# Task statement
Write out the material below again, unchanged.

** start of Data provided **

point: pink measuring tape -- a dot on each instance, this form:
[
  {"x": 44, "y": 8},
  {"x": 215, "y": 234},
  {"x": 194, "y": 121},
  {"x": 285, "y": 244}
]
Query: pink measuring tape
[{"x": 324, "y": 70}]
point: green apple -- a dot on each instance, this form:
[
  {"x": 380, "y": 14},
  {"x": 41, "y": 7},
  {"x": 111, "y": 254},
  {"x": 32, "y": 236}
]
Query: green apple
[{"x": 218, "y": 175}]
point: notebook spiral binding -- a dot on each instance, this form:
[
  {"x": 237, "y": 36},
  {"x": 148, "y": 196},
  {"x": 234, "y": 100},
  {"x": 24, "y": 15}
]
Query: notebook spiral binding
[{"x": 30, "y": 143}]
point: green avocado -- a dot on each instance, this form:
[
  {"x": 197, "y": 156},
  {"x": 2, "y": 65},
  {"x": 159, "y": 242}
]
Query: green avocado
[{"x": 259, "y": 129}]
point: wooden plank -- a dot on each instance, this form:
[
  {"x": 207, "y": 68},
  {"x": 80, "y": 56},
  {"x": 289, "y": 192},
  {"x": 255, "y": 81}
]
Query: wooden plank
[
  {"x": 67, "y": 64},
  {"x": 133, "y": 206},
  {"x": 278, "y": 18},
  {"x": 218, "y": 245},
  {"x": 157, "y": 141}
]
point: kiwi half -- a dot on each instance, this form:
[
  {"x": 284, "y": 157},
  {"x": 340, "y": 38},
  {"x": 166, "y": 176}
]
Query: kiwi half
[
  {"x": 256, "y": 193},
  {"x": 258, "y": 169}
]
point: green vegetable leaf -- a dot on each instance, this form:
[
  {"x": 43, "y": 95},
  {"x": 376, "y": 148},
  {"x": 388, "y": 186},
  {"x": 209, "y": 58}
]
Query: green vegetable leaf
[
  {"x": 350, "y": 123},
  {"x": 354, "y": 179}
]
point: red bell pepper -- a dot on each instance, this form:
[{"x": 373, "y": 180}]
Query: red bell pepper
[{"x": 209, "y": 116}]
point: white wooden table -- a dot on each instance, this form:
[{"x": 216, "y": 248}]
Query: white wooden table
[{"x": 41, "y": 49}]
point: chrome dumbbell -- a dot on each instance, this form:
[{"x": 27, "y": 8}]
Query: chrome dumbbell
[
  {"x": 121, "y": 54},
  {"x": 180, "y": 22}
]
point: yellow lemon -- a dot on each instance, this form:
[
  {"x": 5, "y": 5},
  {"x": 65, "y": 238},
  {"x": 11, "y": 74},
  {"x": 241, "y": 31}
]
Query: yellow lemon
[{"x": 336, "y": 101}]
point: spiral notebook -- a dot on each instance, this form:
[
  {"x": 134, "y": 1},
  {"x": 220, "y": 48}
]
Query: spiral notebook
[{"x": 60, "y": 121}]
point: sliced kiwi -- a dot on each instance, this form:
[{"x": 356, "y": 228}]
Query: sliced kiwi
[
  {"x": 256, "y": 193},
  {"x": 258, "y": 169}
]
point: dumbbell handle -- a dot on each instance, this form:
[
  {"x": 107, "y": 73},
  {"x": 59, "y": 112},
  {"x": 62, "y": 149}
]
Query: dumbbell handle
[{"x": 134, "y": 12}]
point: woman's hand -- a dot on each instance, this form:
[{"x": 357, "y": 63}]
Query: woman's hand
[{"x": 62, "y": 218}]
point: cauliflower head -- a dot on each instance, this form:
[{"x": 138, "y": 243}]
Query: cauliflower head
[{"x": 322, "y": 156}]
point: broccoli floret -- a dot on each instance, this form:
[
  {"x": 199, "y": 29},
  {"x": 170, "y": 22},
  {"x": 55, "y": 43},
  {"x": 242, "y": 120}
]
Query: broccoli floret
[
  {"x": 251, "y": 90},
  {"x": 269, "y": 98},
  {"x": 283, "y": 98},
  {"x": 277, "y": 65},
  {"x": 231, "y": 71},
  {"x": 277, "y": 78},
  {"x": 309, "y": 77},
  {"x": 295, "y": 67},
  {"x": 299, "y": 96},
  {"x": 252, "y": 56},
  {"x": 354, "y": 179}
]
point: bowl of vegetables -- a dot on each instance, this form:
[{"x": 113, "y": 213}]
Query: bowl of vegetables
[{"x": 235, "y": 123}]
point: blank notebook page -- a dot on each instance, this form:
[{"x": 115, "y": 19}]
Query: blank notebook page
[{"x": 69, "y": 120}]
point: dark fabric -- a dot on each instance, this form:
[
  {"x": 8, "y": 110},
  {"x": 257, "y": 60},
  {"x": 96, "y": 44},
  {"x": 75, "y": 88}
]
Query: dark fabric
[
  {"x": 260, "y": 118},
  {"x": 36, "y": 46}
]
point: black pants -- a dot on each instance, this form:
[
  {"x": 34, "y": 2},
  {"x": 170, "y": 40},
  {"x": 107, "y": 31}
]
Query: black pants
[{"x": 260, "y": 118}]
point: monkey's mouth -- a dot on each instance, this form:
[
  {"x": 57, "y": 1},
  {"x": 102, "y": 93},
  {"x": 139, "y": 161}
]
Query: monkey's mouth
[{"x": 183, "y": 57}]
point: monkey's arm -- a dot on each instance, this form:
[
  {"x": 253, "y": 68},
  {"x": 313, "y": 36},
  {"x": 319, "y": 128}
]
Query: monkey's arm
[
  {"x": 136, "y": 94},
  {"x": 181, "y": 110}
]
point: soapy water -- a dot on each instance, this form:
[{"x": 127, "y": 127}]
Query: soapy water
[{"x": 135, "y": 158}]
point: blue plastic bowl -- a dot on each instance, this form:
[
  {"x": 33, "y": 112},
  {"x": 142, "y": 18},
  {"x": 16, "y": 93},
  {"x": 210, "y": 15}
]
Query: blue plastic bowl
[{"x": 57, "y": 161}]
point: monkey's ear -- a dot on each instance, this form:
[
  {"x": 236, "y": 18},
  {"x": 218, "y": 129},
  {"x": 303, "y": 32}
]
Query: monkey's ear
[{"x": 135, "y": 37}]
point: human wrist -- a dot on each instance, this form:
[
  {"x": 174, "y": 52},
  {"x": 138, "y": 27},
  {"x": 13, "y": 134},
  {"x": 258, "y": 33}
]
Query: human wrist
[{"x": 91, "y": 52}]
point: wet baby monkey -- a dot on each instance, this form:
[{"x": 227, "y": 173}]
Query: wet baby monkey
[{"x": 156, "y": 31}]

** end of Data provided **

# Solution to the exercise
point: pink measuring tape -- a dot on each instance, this form:
[
  {"x": 44, "y": 8},
  {"x": 215, "y": 234},
  {"x": 194, "y": 121},
  {"x": 285, "y": 244}
]
Query: pink measuring tape
[{"x": 324, "y": 70}]
point: green apple -- a dot on each instance, this form:
[
  {"x": 380, "y": 14},
  {"x": 41, "y": 7},
  {"x": 111, "y": 254},
  {"x": 32, "y": 236}
]
Query: green apple
[{"x": 218, "y": 175}]
point: notebook spiral binding -- a dot on each instance, this form:
[
  {"x": 237, "y": 36},
  {"x": 148, "y": 196},
  {"x": 234, "y": 100},
  {"x": 24, "y": 15}
]
Query: notebook spiral binding
[{"x": 30, "y": 143}]
point: green avocado -- a dot on each instance, this form:
[
  {"x": 197, "y": 156},
  {"x": 2, "y": 65},
  {"x": 159, "y": 242}
]
Query: green avocado
[{"x": 259, "y": 129}]
point: wooden plank -- a dot on each instance, this form:
[
  {"x": 207, "y": 68},
  {"x": 80, "y": 56},
  {"x": 289, "y": 192},
  {"x": 255, "y": 81}
]
Query: wooden plank
[
  {"x": 67, "y": 64},
  {"x": 133, "y": 206},
  {"x": 278, "y": 18},
  {"x": 218, "y": 245},
  {"x": 157, "y": 141}
]
point: kiwi half -- a dot on each instance, this form:
[
  {"x": 284, "y": 157},
  {"x": 340, "y": 38},
  {"x": 166, "y": 176}
]
Query: kiwi half
[
  {"x": 256, "y": 193},
  {"x": 258, "y": 169}
]
point: green vegetable leaf -- a dot on each instance, this form:
[
  {"x": 43, "y": 95},
  {"x": 376, "y": 148},
  {"x": 388, "y": 186},
  {"x": 209, "y": 58}
]
Query: green vegetable leaf
[
  {"x": 350, "y": 123},
  {"x": 354, "y": 179}
]
point: red bell pepper -- a dot on each instance, this form:
[{"x": 373, "y": 180}]
Query: red bell pepper
[{"x": 209, "y": 116}]
point: white wooden table -- a dot on each instance, this form:
[{"x": 216, "y": 248}]
Query: white wooden table
[{"x": 41, "y": 49}]
point: chrome dumbbell -- a dot on each instance, this form:
[{"x": 27, "y": 8}]
Query: chrome dumbbell
[
  {"x": 121, "y": 54},
  {"x": 180, "y": 22}
]
point: yellow lemon -- a dot on each instance, this form:
[
  {"x": 5, "y": 5},
  {"x": 65, "y": 238},
  {"x": 11, "y": 74},
  {"x": 241, "y": 31}
]
Query: yellow lemon
[{"x": 336, "y": 101}]
point: spiral notebook -- a dot on each instance, this form:
[
  {"x": 134, "y": 1},
  {"x": 220, "y": 48}
]
Query: spiral notebook
[{"x": 60, "y": 121}]
point: sliced kiwi -- a dot on each instance, this form:
[{"x": 356, "y": 228}]
Query: sliced kiwi
[
  {"x": 256, "y": 193},
  {"x": 258, "y": 169}
]
point: dumbbell handle -- a dot on each instance, this form:
[
  {"x": 107, "y": 73},
  {"x": 59, "y": 112},
  {"x": 62, "y": 149}
]
Query: dumbbell handle
[{"x": 134, "y": 12}]
point: woman's hand -- a dot on each instance, this form:
[{"x": 357, "y": 63}]
Query: woman's hand
[{"x": 62, "y": 218}]
point: cauliflower head -- a dot on each instance, this form:
[{"x": 138, "y": 243}]
Query: cauliflower head
[{"x": 322, "y": 156}]
point: broccoli floret -- a dot on each instance, this form:
[
  {"x": 199, "y": 29},
  {"x": 170, "y": 22},
  {"x": 55, "y": 43},
  {"x": 242, "y": 120}
]
Query: broccoli floret
[
  {"x": 251, "y": 90},
  {"x": 269, "y": 98},
  {"x": 283, "y": 98},
  {"x": 277, "y": 65},
  {"x": 231, "y": 71},
  {"x": 277, "y": 78},
  {"x": 309, "y": 77},
  {"x": 295, "y": 67},
  {"x": 299, "y": 96},
  {"x": 252, "y": 56},
  {"x": 354, "y": 179}
]
point: bowl of vegetables -- a dot on each instance, this form:
[{"x": 113, "y": 213}]
Query: bowl of vegetables
[{"x": 235, "y": 123}]
point: blank notebook page -- a dot on each instance, this form:
[{"x": 115, "y": 19}]
Query: blank notebook page
[{"x": 69, "y": 120}]
point: dark fabric -- a dot on each instance, this form:
[
  {"x": 8, "y": 110},
  {"x": 257, "y": 60},
  {"x": 96, "y": 44},
  {"x": 75, "y": 88}
]
Query: dark fabric
[
  {"x": 260, "y": 118},
  {"x": 36, "y": 46}
]
point: black pants -- a dot on each instance, this form:
[
  {"x": 34, "y": 2},
  {"x": 170, "y": 40},
  {"x": 107, "y": 31}
]
Query: black pants
[{"x": 260, "y": 118}]
point: monkey's mouth -- a dot on each instance, this form:
[
  {"x": 57, "y": 1},
  {"x": 102, "y": 93},
  {"x": 139, "y": 161}
]
Query: monkey's mouth
[{"x": 183, "y": 57}]
point: monkey's arm -- a dot on each instance, this form:
[
  {"x": 253, "y": 68},
  {"x": 313, "y": 36},
  {"x": 319, "y": 128}
]
Query: monkey's arm
[
  {"x": 136, "y": 94},
  {"x": 181, "y": 110}
]
point: soapy water -- a dot on each instance, this form:
[{"x": 127, "y": 127}]
Query: soapy water
[{"x": 135, "y": 158}]
point: blue plastic bowl -- a dot on each instance, this form:
[
  {"x": 33, "y": 112},
  {"x": 142, "y": 18},
  {"x": 16, "y": 93},
  {"x": 210, "y": 15}
]
Query: blue plastic bowl
[{"x": 57, "y": 161}]
point: monkey's ear -- a dot on each instance, this form:
[
  {"x": 236, "y": 18},
  {"x": 218, "y": 129},
  {"x": 303, "y": 32}
]
Query: monkey's ear
[{"x": 135, "y": 37}]
point: human wrist -- a dot on each instance, this form:
[
  {"x": 174, "y": 52},
  {"x": 138, "y": 27},
  {"x": 13, "y": 134},
  {"x": 258, "y": 33}
]
Query: human wrist
[{"x": 91, "y": 52}]
point: wet baby monkey -- a dot on each instance, this form:
[{"x": 227, "y": 173}]
Query: wet baby monkey
[{"x": 156, "y": 31}]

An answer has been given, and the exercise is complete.